WRITTEN REQUEST — Copy out the entries word for word, starting at the line that contains "[indicate] grass lawn" and running through the end of the entries. Omit the pictures from your copy.
### INPUT FOR THIS TASK ###
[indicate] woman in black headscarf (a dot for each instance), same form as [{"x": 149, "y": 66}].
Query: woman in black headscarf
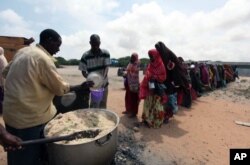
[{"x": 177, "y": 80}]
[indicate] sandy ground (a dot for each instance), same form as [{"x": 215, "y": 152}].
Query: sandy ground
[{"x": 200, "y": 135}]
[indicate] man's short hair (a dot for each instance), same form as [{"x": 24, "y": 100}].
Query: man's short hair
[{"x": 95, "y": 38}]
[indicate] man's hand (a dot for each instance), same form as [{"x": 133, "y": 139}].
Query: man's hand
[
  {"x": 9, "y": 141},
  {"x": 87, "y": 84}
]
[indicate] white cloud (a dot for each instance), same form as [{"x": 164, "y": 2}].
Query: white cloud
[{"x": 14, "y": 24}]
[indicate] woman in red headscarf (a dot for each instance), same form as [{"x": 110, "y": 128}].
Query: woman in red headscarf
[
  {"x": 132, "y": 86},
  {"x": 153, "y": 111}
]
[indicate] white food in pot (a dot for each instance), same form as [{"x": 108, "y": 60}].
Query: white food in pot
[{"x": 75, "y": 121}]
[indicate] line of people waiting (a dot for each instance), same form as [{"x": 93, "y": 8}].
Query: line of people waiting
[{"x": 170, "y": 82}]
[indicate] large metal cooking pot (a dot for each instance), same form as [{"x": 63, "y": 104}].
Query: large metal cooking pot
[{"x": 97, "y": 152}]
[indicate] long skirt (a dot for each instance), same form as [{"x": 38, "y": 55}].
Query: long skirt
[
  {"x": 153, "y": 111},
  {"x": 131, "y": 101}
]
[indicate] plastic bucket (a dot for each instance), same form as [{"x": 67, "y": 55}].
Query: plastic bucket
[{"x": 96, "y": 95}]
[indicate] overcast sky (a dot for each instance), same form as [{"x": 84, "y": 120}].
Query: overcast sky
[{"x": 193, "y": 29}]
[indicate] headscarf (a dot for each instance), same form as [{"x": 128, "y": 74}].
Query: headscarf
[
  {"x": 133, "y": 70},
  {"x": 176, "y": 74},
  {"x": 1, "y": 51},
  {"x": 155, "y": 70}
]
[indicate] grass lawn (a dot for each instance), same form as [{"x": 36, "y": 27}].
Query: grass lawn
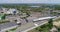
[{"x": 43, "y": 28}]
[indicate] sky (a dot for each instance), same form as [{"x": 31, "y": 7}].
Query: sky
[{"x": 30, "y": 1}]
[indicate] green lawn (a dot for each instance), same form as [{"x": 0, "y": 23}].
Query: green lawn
###
THE SOLUTION —
[indicate] grass lawn (a dot for each instance), same form as [{"x": 36, "y": 27}].
Query: grass lawn
[{"x": 43, "y": 28}]
[indicate] sky (a dot for each instance), same form as [{"x": 31, "y": 7}].
Query: sky
[{"x": 30, "y": 1}]
[indicate] green lawn (a dot for each instance), same form as [{"x": 0, "y": 23}].
Query: green lawn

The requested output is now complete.